■ EXERCISE: No line of the records may be dropped; print them all again exactly.

■ INPUT RECORDS:
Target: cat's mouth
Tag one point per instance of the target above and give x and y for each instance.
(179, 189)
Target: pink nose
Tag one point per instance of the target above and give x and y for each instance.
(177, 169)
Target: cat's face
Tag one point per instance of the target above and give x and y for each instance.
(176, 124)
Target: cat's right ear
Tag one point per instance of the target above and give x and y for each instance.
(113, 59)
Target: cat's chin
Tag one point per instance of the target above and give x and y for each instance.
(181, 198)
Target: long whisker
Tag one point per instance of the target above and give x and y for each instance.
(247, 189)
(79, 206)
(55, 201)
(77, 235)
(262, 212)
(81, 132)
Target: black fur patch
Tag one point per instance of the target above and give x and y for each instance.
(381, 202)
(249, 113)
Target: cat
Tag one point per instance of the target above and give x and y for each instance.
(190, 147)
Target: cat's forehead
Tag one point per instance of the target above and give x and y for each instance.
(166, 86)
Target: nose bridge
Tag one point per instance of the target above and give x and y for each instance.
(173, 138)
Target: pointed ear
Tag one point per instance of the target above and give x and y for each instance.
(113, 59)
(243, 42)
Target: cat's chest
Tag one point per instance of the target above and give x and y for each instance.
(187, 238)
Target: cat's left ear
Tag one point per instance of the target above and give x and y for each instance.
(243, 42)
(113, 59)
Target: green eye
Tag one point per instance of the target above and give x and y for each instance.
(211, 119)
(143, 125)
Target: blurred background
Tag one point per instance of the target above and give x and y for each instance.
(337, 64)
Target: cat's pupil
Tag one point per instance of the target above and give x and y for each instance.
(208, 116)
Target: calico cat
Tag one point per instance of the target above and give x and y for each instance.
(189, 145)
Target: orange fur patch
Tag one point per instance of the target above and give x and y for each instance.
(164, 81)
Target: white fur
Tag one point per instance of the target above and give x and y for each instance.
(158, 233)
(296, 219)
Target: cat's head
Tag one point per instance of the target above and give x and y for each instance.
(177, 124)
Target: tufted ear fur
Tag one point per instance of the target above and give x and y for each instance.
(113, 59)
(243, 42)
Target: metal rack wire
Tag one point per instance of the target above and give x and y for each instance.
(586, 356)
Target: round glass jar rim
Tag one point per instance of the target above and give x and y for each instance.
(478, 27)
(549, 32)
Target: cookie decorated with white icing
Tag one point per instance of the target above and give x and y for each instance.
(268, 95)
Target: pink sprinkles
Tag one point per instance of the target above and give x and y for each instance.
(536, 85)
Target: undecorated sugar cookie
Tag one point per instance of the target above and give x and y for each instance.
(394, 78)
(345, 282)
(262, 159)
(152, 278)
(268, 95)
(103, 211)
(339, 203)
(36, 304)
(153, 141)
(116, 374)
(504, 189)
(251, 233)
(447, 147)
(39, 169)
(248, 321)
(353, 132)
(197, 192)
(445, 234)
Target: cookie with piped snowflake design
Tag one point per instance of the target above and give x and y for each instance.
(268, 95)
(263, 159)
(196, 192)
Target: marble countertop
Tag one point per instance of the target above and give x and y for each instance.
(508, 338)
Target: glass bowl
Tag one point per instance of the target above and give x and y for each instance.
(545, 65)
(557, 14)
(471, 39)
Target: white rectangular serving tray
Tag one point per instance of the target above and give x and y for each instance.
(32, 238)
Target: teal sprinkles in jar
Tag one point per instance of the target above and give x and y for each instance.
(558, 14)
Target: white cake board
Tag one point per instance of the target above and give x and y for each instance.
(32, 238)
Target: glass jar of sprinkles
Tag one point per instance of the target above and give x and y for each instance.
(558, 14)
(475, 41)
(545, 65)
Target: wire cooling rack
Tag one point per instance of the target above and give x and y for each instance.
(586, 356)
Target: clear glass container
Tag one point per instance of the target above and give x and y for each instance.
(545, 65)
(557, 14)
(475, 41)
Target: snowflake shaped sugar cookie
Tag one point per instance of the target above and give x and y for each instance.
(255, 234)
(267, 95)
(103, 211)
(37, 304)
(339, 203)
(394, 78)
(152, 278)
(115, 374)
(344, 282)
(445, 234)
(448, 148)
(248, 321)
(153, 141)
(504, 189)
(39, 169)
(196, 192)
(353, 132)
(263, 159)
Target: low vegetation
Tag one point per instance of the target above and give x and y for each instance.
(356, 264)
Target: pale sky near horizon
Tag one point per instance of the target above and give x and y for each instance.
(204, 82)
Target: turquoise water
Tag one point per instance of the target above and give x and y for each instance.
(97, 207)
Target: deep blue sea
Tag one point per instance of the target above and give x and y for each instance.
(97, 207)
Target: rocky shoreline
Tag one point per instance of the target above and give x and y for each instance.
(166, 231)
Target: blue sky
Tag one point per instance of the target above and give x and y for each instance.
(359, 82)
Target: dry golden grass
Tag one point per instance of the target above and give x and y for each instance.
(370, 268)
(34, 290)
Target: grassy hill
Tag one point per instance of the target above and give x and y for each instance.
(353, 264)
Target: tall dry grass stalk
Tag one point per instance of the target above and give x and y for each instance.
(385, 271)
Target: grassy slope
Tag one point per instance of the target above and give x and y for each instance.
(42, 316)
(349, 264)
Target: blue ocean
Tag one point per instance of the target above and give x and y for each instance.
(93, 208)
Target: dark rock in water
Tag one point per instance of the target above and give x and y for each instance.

■ RESPONSE FOR THIS EXERCISE:
Target: cat's mouth
Tag one point per instance of the target above and give x and y for each instance.
(179, 189)
Target: pink nose
Tag one point per instance of the target above and give x and y for each instance.
(177, 169)
Target: cat's face
Tag one point per instance of the target above and give x and y for each instance.
(176, 124)
Target: cat's right ear
Tag one point per instance of the target above and give x and y for each instance.
(113, 59)
Target: cat's chin
Tag one point per instance of the target above and give x and y for each instance.
(181, 198)
Target: long whisker
Tag one point per instance of the target above and give x and y for each instance.
(247, 189)
(79, 206)
(55, 201)
(77, 235)
(262, 212)
(81, 132)
Target: black fur patch
Tag one point per instance of the target above and give x and y for each instance.
(381, 202)
(249, 113)
Target: cat
Tag one point per instance of the target above and give x and y for each instance.
(190, 147)
Target: cat's forehead
Tag one point per instance of the target above and give x and y for each instance.
(166, 86)
Target: nose bridge
Tag one point per instance of the target above and give x and y for each instance.
(173, 138)
Target: pointed ear
Tag one point per instance of the target above and give x and y for each instance.
(113, 59)
(243, 42)
Target: cat's chest
Tag one point per instance of the target above and give x and y for each instance.
(187, 238)
Target: cat's left ear
Tag one point per instance of the target above and give x and y for each instance.
(243, 42)
(113, 59)
Target: green eye
Tag one point per instance of the target above and give x and y for each instance.
(211, 119)
(143, 125)
Target: blurred background
Tag one point per instance of the target above and give x and y for each instance.
(337, 64)
Target: cat's pupil
Tag one point per instance of the target above and give x and y for each instance.
(208, 116)
Target: calico cat
Tag one point per instance of the target above and give x and y for each instance.
(189, 145)
Target: orange fur patch
Tag one point per instance of the target above and give x and y for each instance.
(164, 81)
Target: white fur
Tag one point per instance of the target above and give x and y for each instance.
(158, 233)
(296, 219)
Target: cat's head
Tag one point per instance of the target above and give x and y for each instance.
(177, 124)
Target: tufted ear fur
Tag one point per instance of the target above and give x and y for each instance.
(113, 59)
(243, 42)
Target: metal rack wire
Tag one point per instance of the target above and give x and y for each instance.
(586, 356)
Target: round glass jar rim
Tag one point per instance of the target above and give x and y for each instance.
(478, 27)
(549, 32)
Target: cookie decorated with white icing
Tag one point per instance of the target above and give x and y for each instance.
(268, 95)
Target: pink sprinkles
Tag one point per instance of the target above and give x and y for each instance.
(536, 85)
Target: undecorated sugar cookie
Tag one point per instance of the target above and give x and y for each instance.
(394, 78)
(345, 282)
(262, 159)
(152, 278)
(268, 95)
(103, 211)
(339, 203)
(36, 304)
(153, 141)
(116, 374)
(504, 189)
(251, 233)
(447, 147)
(39, 169)
(248, 321)
(353, 132)
(197, 192)
(445, 234)
Target: cookie with piped snowflake design
Tag one point per instance of the target above and give x and y for each instance.
(268, 95)
(263, 159)
(196, 192)
Target: marble countertop
Tag one point per instance of the target above and give x and y for each instance.
(508, 338)
Target: glass bowl
Tag one point per instance of the target above and give x and y for each instance.
(545, 65)
(557, 14)
(471, 39)
Target: white rectangular serving tray
Tag one point per instance of the target above and give x and y for each instance.
(32, 238)
Target: teal sprinkles in jar
Tag one point per instance of the target above and give x and y for each instance.
(558, 14)
Target: white cake board
Tag one point per instance of the target above and give x and y for each instance.
(32, 238)
Target: glass jar of sprinkles
Tag one point per instance of the target above and give x and y for each instance.
(558, 14)
(475, 41)
(545, 65)
Target: wire cooling rack
Tag one point per instance of the target above and give x and y for each instance.
(586, 356)
Target: clear glass container
Tag one point per instance of the target above and give x and y for each instance.
(545, 65)
(557, 14)
(475, 41)
Target: snowflake shaped sugar cookie
Tag one point per instance of the target above and give x and y for each instance.
(255, 234)
(267, 95)
(103, 211)
(37, 304)
(339, 203)
(394, 78)
(152, 278)
(115, 374)
(344, 282)
(445, 234)
(448, 148)
(248, 321)
(153, 141)
(504, 189)
(39, 169)
(196, 192)
(353, 132)
(263, 159)
Target: low vegetation
Tag one point per instance of the target above and give x and y for each instance.
(356, 264)
Target: pale sky near horizon
Tag one point per instance of the target above and give x and y for each instance.
(204, 82)
Target: turquoise water
Tag one point per instance of the target above and give x and y for each instance.
(97, 207)
Target: deep blue sea
Tag one point per instance of the target above and give x and y for each instance.
(97, 207)
Target: rocky shoreline
Tag one point per instance of the target above and give x and y for each instance.
(166, 231)
Target: blue sky
Tag one point per instance of the target above and give x and y for each instance.
(359, 82)
Target: dry golden grass
Tag one point per instance of the target above and give x and y for each instance.
(370, 268)
(34, 290)
Target: grassy hill
Tag one point per instance of the target above and give x and y for each instance.
(353, 264)
Target: tall dry grass stalk
Tag one point per instance of the target above and give x and y for each instance.
(385, 271)
Target: grassy slope
Tag one point per instance of the target above and give x and y for each instance.
(42, 316)
(349, 264)
Target: blue ocean
Tag one point per instance of the target above and give x and y for each instance.
(93, 208)
Target: dark rock in water
Tag one point per instance of the target above and give x and y for each instance.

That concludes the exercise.